源文档
════════════════════

当时的澳大利亚政府视土著为低等种族,必然要在物竞天择的自然生存法则下被淘汰、灭绝,为了“保护”他们,政府决定以此逐步“改良”他们的血统:这些已有白人血统的土著后裔除了将接受一系列“教育”之外,还被强迫与白人通婚。其中的主人公三姐妹莫莉、黛西、格蕾西就是在这样的历史背景下被强制带到营地的。故事发生在1931年的澳大利亚西部。贯穿澳大利亚南北全境有一条防兔篱笆,是澳大利亚政府为了对付繁殖力极强的野兔对农牧业的破坏,于1907年在西澳建成,长达1833公里,篱笆的一边是防兔,另一边则种植庄稼。沿着这个篱笆在吉布森最偏远的吉加朗一个小型停车场里住着3位活泼的土著女孩,14岁的莫莉、8岁的妹妹黛西和10岁的表妹格蕾西,她们和自己的母亲、祖母一起过着纯朴的生活。她们的白人父亲都是造篱笆栏的工人,他们已经往下造篱笆栏去了。

════════════════════

数据摘录
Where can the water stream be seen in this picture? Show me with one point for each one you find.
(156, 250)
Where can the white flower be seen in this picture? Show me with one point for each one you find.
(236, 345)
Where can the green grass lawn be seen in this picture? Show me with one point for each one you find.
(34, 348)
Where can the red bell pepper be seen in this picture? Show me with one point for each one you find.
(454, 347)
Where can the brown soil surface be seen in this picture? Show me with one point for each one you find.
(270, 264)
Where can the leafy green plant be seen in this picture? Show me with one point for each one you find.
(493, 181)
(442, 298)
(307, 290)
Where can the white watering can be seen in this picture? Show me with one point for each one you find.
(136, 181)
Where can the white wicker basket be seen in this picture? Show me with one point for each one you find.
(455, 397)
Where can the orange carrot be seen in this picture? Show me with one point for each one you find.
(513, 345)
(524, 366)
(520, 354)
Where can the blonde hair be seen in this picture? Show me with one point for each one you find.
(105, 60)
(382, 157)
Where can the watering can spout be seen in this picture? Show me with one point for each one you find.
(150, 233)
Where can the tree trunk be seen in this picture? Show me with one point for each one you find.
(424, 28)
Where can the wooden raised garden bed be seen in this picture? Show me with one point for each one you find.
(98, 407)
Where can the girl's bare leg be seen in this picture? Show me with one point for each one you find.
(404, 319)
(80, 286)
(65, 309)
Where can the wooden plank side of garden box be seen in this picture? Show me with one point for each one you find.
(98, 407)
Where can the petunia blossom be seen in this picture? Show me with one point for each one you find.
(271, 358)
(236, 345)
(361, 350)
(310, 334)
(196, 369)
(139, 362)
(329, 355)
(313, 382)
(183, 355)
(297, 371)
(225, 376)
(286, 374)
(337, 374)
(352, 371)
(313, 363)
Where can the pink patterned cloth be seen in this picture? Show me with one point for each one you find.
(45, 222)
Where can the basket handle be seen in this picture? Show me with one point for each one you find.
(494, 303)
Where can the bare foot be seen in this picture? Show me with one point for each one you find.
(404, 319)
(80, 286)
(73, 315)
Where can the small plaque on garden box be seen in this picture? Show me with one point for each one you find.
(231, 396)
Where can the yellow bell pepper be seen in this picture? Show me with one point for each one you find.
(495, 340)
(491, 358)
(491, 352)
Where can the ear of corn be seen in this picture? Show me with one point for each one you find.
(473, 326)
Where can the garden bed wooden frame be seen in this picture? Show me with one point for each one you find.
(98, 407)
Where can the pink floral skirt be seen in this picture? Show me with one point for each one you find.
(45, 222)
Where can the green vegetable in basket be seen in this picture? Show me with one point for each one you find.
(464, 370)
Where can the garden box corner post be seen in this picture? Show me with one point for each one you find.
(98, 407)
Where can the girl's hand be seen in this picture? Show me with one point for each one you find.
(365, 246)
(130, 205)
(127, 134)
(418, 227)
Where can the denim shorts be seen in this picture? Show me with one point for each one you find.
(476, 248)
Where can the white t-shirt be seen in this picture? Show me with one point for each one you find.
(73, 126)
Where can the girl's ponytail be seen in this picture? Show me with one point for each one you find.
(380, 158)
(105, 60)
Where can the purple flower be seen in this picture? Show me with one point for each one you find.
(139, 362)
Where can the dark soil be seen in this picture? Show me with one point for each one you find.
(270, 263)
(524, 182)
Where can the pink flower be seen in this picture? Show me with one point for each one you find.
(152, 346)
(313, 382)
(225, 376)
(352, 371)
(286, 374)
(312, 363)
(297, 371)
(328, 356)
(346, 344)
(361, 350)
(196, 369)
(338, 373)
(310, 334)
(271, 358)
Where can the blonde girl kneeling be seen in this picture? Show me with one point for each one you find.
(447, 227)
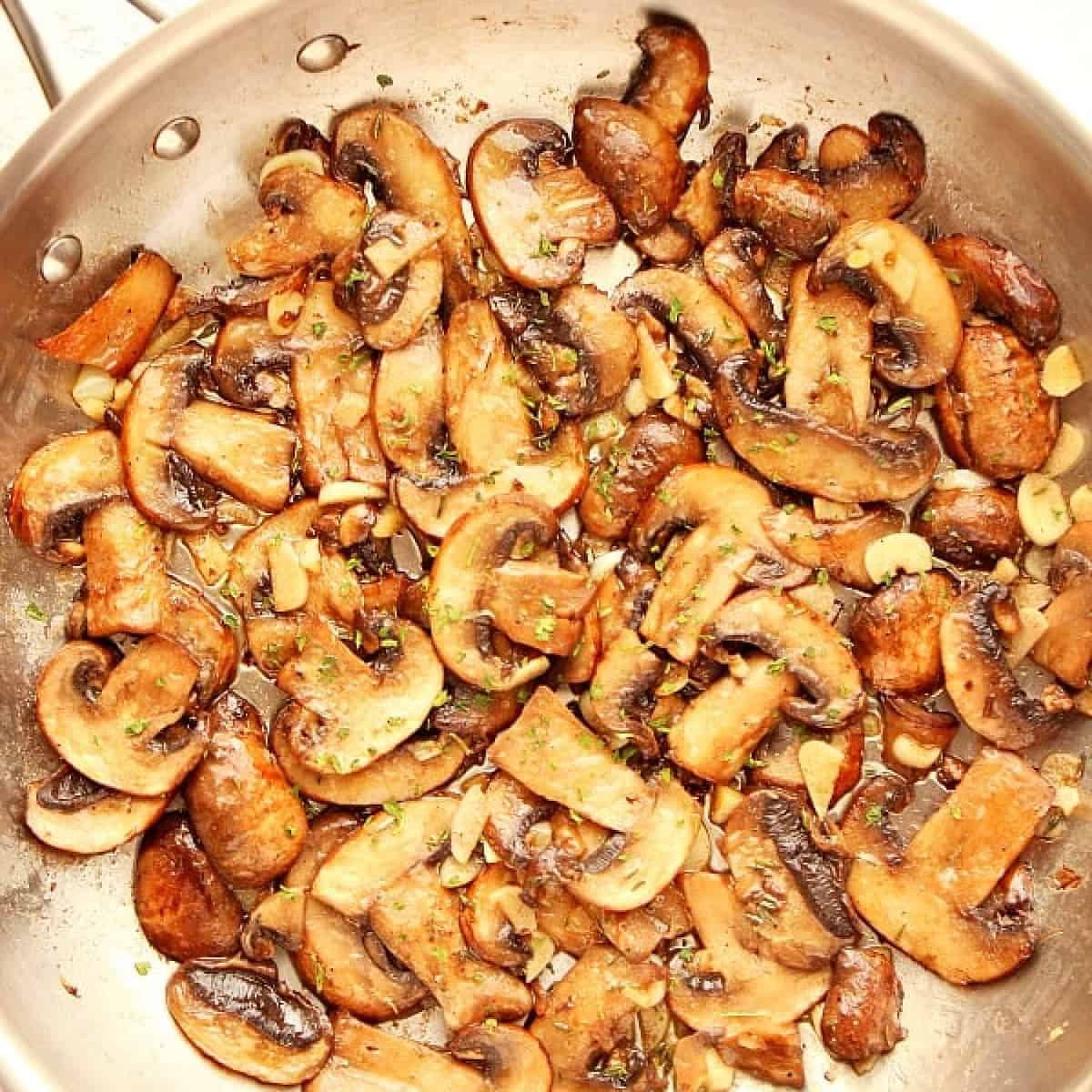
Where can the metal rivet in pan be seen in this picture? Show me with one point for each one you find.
(60, 259)
(176, 139)
(322, 54)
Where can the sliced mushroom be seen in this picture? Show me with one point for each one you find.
(978, 678)
(803, 643)
(58, 485)
(418, 918)
(308, 216)
(795, 450)
(928, 900)
(546, 740)
(70, 813)
(109, 719)
(993, 412)
(536, 213)
(794, 906)
(895, 633)
(375, 143)
(1004, 285)
(878, 180)
(240, 1016)
(721, 727)
(113, 332)
(911, 296)
(632, 157)
(126, 571)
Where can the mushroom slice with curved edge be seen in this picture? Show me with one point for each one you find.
(928, 900)
(546, 740)
(994, 415)
(243, 1018)
(795, 450)
(365, 709)
(828, 353)
(418, 918)
(895, 633)
(307, 216)
(885, 175)
(803, 643)
(655, 850)
(113, 332)
(106, 718)
(794, 906)
(183, 905)
(633, 158)
(1005, 285)
(388, 845)
(980, 681)
(719, 730)
(652, 445)
(911, 296)
(58, 485)
(126, 584)
(535, 213)
(162, 484)
(838, 547)
(250, 823)
(70, 813)
(672, 82)
(792, 211)
(410, 173)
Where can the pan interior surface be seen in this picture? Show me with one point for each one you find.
(76, 1013)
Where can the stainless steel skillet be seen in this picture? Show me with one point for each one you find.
(75, 1013)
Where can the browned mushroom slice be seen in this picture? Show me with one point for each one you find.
(547, 740)
(331, 381)
(418, 918)
(895, 633)
(652, 445)
(1005, 285)
(183, 905)
(244, 453)
(672, 82)
(803, 643)
(591, 1009)
(70, 813)
(113, 332)
(162, 484)
(794, 906)
(240, 1016)
(535, 213)
(884, 178)
(106, 718)
(793, 212)
(993, 412)
(928, 899)
(980, 681)
(410, 173)
(385, 849)
(795, 450)
(828, 353)
(911, 296)
(631, 156)
(364, 709)
(58, 485)
(126, 571)
(970, 528)
(838, 547)
(307, 216)
(719, 730)
(732, 265)
(861, 1016)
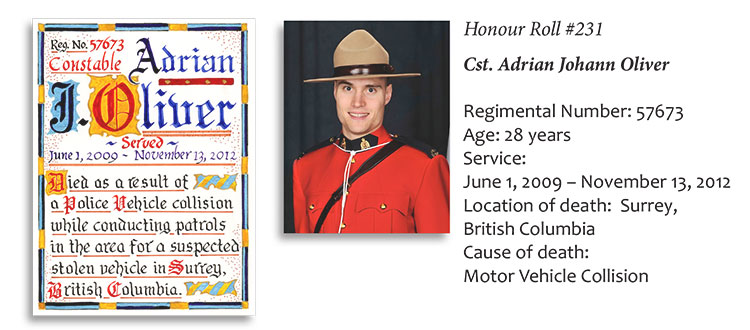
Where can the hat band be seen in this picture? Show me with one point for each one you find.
(355, 70)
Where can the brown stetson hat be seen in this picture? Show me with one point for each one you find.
(360, 56)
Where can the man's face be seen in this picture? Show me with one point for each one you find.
(360, 105)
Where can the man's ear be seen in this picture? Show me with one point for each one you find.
(388, 93)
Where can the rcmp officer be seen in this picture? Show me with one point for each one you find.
(366, 180)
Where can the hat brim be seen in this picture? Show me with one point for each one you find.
(365, 76)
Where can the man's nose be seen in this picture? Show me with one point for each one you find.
(359, 100)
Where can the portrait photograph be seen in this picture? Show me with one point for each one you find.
(366, 123)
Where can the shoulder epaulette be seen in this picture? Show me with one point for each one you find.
(416, 144)
(317, 146)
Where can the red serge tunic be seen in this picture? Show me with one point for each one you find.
(407, 192)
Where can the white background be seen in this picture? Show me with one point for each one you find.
(697, 261)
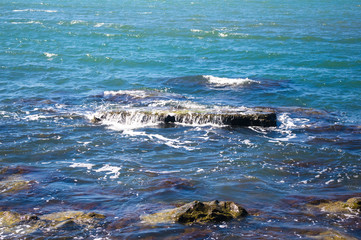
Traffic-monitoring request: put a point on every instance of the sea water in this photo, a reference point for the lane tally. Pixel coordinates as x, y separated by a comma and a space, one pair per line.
62, 63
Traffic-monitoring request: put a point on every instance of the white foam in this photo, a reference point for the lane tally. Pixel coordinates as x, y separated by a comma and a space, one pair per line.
219, 81
196, 30
76, 22
110, 170
133, 93
84, 165
28, 22
174, 143
35, 10
99, 25
50, 55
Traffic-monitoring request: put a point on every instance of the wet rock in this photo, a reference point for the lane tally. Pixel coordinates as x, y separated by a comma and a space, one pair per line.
198, 212
78, 217
242, 119
12, 222
13, 184
352, 204
169, 183
15, 223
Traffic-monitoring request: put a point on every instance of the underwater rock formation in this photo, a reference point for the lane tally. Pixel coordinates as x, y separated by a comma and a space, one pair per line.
13, 183
242, 119
198, 212
13, 222
352, 204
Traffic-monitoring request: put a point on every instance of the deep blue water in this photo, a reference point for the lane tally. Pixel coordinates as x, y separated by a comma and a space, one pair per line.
62, 63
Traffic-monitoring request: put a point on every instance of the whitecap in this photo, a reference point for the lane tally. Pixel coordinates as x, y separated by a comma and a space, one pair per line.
196, 30
99, 25
28, 22
50, 55
84, 165
35, 10
221, 82
132, 93
110, 170
76, 22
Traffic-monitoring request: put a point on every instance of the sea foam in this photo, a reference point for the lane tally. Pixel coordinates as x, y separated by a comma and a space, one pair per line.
222, 82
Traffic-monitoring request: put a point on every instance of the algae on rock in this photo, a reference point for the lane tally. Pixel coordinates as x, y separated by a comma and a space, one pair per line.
13, 183
198, 212
352, 204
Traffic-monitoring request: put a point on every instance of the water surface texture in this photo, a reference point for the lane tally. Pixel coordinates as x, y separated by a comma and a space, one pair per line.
65, 63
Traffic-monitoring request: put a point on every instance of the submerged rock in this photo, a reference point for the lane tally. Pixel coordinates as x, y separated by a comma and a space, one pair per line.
198, 212
16, 223
242, 119
77, 217
331, 235
13, 184
12, 222
352, 204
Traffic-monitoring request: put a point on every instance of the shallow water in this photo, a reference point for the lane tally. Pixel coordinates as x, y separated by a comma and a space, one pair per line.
62, 64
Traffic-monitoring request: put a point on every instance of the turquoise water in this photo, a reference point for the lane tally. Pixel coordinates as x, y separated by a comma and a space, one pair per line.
64, 63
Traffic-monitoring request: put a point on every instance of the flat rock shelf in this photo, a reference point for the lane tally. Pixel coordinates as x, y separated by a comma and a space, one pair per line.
240, 119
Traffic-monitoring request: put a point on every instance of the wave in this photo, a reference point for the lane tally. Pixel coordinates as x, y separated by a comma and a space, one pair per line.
35, 10
222, 82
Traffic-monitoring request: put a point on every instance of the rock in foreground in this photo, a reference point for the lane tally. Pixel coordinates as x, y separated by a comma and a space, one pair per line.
352, 204
198, 212
241, 119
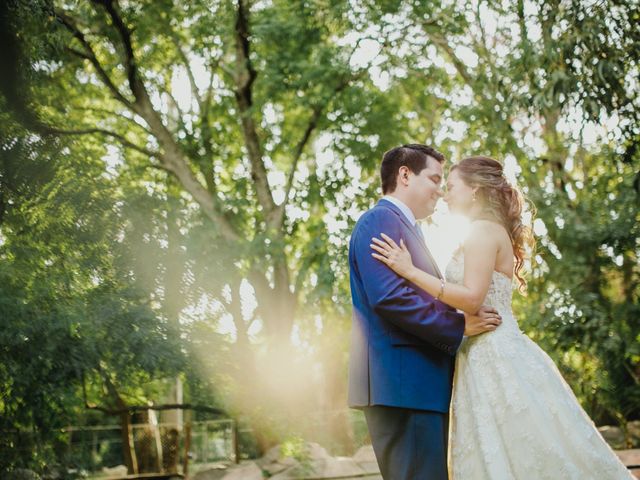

════════════════════

设定练习 1
把讲述澳大利亚防兔篱笆历史背景的原文完整地原样打印出来。
设定练习 2
找出所有含有“bare”这个词的行,并把这些行逐一照抄出来。
原文与这些行是互不相关的两份材料。

完整回答 1
当时的澳大利亚政府视土著为低等种族,必然要在物竞天择的自然生存法则下被淘汰、灭绝,为了“保护”他们,政府决定以此逐步“改良”他们的血统:这些已有白人血统的土著后裔除了将接受一系列“教育”之外,还被强迫与白人通婚。其中的主人公三姐妹莫莉、黛西、格蕾西就是在这样的历史背景下被强制带到营地的。故事发生在1931年的澳大利亚西部。贯穿澳大利亚南北全境有一条防兔篱笆,是澳大利亚政府为了对付繁殖力极强的野兔对农牧业的破坏,于1907年在西澳建成,长达1833公里,篱笆的一边是防兔,另一边则种植庄稼。沿着这个篱笆在吉布森最偏远的吉加朗一个小型停车场里住着3位活泼的土著女孩,14岁的莫莉、8岁的妹妹黛西和10岁的表妹格蕾西,她们和自己的母亲、祖母一起过着纯朴的生活。她们的白人父亲都是造篱笆栏的工人,他们已经往下造篱笆栏去了。

完整回答 2
Where can the girl's bare leg be seen in this picture? Show me with one point for each one you find.
Where can the bare foot be seen in this picture? Show me with one point for each one you find.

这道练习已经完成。